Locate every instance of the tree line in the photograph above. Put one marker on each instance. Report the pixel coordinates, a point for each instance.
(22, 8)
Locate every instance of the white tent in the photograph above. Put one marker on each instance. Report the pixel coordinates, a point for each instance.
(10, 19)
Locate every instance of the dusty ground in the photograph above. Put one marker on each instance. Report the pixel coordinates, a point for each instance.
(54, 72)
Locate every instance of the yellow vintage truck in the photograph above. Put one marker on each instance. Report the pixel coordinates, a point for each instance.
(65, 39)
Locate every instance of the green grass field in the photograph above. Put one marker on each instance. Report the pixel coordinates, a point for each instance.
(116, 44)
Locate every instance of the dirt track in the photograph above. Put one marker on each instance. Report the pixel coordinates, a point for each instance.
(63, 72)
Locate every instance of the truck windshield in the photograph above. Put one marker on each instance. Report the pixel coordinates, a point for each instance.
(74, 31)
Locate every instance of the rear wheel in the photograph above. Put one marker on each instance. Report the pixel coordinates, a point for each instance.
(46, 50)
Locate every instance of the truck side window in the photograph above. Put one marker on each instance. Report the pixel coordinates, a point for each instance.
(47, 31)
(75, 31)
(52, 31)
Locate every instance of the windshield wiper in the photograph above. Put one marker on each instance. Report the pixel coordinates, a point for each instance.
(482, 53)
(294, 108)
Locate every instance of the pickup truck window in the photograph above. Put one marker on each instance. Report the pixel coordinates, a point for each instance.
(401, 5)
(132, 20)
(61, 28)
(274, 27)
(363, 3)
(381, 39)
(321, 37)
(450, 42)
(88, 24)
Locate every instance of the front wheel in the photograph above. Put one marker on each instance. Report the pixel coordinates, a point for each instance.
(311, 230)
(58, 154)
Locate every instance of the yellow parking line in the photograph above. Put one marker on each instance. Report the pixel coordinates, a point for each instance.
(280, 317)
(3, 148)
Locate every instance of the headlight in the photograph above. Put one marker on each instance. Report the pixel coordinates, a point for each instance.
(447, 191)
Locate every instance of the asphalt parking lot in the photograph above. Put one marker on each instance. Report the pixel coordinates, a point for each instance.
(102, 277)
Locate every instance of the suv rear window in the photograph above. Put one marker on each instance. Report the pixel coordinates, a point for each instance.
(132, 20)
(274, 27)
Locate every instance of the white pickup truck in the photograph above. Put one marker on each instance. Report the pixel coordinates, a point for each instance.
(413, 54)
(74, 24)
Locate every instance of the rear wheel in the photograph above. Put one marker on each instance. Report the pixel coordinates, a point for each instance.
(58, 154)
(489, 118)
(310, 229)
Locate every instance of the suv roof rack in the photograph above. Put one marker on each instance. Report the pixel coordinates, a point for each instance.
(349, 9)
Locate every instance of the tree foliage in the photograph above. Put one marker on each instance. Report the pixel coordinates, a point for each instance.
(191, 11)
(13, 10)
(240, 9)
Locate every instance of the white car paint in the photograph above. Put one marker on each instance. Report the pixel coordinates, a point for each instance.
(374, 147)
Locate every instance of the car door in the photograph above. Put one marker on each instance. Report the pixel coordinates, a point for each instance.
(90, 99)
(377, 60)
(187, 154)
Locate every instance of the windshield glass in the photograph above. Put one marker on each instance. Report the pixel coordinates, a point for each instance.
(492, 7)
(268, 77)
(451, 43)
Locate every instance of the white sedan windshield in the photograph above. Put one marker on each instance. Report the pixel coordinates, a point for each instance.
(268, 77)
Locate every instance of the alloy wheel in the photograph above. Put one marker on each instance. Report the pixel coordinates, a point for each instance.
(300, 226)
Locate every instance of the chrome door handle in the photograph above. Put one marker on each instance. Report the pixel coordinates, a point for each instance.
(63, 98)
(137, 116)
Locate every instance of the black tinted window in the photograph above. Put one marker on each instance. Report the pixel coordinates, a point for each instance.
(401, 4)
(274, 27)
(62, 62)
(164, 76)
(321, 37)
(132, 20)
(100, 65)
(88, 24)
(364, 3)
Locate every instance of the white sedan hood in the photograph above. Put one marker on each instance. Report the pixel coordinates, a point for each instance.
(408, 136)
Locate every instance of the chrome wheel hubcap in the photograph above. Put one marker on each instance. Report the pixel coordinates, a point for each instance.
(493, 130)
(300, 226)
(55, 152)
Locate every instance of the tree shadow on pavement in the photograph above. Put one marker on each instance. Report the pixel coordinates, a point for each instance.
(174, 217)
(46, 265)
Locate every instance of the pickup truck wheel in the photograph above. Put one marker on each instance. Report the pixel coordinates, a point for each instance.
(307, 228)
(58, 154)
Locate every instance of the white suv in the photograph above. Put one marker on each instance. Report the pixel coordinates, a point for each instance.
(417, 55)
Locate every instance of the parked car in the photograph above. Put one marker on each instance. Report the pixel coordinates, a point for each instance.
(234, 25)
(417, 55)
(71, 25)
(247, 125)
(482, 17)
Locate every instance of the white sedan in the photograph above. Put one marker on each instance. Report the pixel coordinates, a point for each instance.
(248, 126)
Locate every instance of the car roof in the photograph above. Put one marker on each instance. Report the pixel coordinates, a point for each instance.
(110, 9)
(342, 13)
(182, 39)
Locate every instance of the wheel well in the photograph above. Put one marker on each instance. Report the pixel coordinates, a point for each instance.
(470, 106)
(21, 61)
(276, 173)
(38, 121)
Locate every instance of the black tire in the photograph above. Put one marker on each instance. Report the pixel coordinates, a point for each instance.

## Assignment
Copy the whole listing down exactly.

## Expected answer
Locate every instance of the tree line in the photograph above. Put one marker on each instance. Report the pixel coordinates, a point for each instance.
(22, 8)
Locate every instance of the white tent in the photograph above. Put one marker on each instance. Report the pixel coordinates, a point for each instance.
(10, 19)
Locate every instance of the dusty ground in the photograph above. Put one marker on each instance. Report the pixel coordinates, a point for each instance.
(54, 72)
Locate every instance of the yellow vintage truck in the photograph above. Put one marker on each instance. Report the pixel coordinates, a point for each instance.
(65, 39)
Locate every instance of the green grass field in the photograph above. Put one marker on each instance. Report the pixel coordinates, a point for each instance.
(116, 44)
Locate every instance of the dirt track in the photograph above. Put one marker on each instance. Report the pixel coordinates, a point for each instance.
(63, 72)
Locate every instance of the truck windshield in the photograph above. Put one marker on each instance. Report the pixel coordinates, a point for each instance.
(74, 31)
Locate every instance of the rear wheel in the photograph above. Put one marker on each instance. Report the pixel coordinates, a point for each instance.
(46, 50)
Locate every instance of the truck side window in the photograph above. Put one marker on each instance. Report the pixel coordinates, a point for each instance.
(47, 31)
(75, 31)
(52, 31)
Locate every instance of the windshield wiper in the photograph above. Put one marker on each instance. Report the pixel coordinates, a point for each instance.
(482, 53)
(294, 108)
Locate every instance of the pickup truck window in the photograph above. Put one marker on each instance. Report the pixel coordinates, a point for each instance.
(401, 5)
(132, 20)
(61, 28)
(274, 27)
(363, 3)
(381, 39)
(321, 37)
(450, 42)
(88, 24)
Locate every instance of the front wheel in the photograph above. Put one marker on each instance. Report the pixel coordinates, a point for each instance.
(311, 230)
(58, 154)
Locate every instance of the yellow parking line in the photograph above. Put one marker on each instance. Report the pixel coordinates, a point for each instance.
(280, 317)
(3, 148)
Locate every instance of the headlight in the photograph above. Put one marker on each instance. Report the pixel coordinates, a point for each instance.
(447, 191)
Locate every instance of the asphalt parking lot in the photograph above. Put one marker on each instance. Report the pixel coordinates, a point for each instance.
(102, 277)
Locate every instance of the suv rear window in the photograph above. Put one marker on each instance. Report the pixel coordinates, a point for each instance.
(132, 20)
(274, 27)
Locate every instance of the white pickup truck in the photograph above. Put one marker on each instance. Report the pixel coordinates, a point for each instance.
(413, 54)
(74, 24)
Locate every instance of the rear wheel in the photograph above. Put one marker on each instance. Report the pixel coordinates, a point for each instance.
(58, 154)
(489, 118)
(310, 229)
Locate every instance of the suv roof rack in the photograph above. Put one marker on each instance. Report the pixel coordinates, a point for each instance.
(349, 9)
Locate every instance of the tree foliage in the photograph above. Put one marker on each instance. Report the pixel coordinates, a point for each instance.
(191, 11)
(13, 10)
(240, 9)
Locate every instance of the white car paint in the photograph above. Put one marker on each instance. Report the pixel coordinates, a point for each instance.
(374, 147)
Locate every instance of the car door in the photograph above. Put one marker on each instance. Report the pixel coordinates, a point for each instance.
(90, 99)
(377, 60)
(187, 154)
Locate every instance of the windshield glass in the photograph above. Put one marker on each instance. Report the pixel coordinates, a point for each instance.
(492, 7)
(268, 77)
(451, 43)
Locate every instance of the white sedan windshield in the photograph above. Put one marker on each instance. Report the pixel coordinates, a point for each instance.
(268, 77)
Locate every instance of the alloy wheel in the photograph above. Put one marker on each instance. Report the pixel coordinates, a point for each instance.
(300, 226)
Locate every instance of the chrome door handle in the photograph above. Put one marker on each instance. Report the pixel coordinates, a point for each instance.
(63, 98)
(137, 116)
Locate every instance of the black tinted window in the photograph above. Put one marker on each instance. Report the pixel coordinates, a point for each instance.
(401, 4)
(274, 27)
(62, 62)
(164, 76)
(321, 37)
(132, 20)
(100, 65)
(88, 24)
(364, 3)
Locate every instance of the white sedan hood in the photograph above. Put one marker on each instance. Report the pixel coordinates, a point for each instance.
(408, 136)
Locate every instance of the chrome wheel hubcap in the photograph above. Put one marker on each instance. Report the pixel coordinates, a point for each instance.
(493, 130)
(300, 226)
(55, 152)
Locate every instance of the tree shadow on pavement in the photograph above. Put one marker on each instance. Report the pixel coordinates, a point for each instance.
(174, 217)
(46, 265)
Locate every instance of the pickup truck wheel in the photograph above. Put one marker on each instance. Report the pixel coordinates, a point for each instance.
(307, 228)
(58, 154)
Locate every instance of the white suv in the photograph above. Put one marker on each instance. Report the pixel coordinates, a point for each instance.
(417, 55)
Locate every instance of the parked car in the photograph above. Put one marker on each instance. Report the pixel coordinates, a point for each instance.
(234, 25)
(417, 55)
(71, 25)
(247, 125)
(482, 17)
Locate every instance of the white sedan in the photograph above. Put one marker on each instance. Report the pixel coordinates, a point for each instance.
(248, 126)
Locate every instance of the car roof in the photograph above. Put one marker on each instance. Report the pixel coordinates, a point for each instance.
(110, 9)
(342, 13)
(182, 39)
Locate every instance of the wheel well in the photograph above. Put one marker on each instance. Report the pixel coordinates, a point for each instance.
(470, 106)
(21, 61)
(276, 173)
(38, 121)
Locate every instance of the black tire in the photograph above. Put one marker on each instance. Report the pixel coordinates, a point for each instance.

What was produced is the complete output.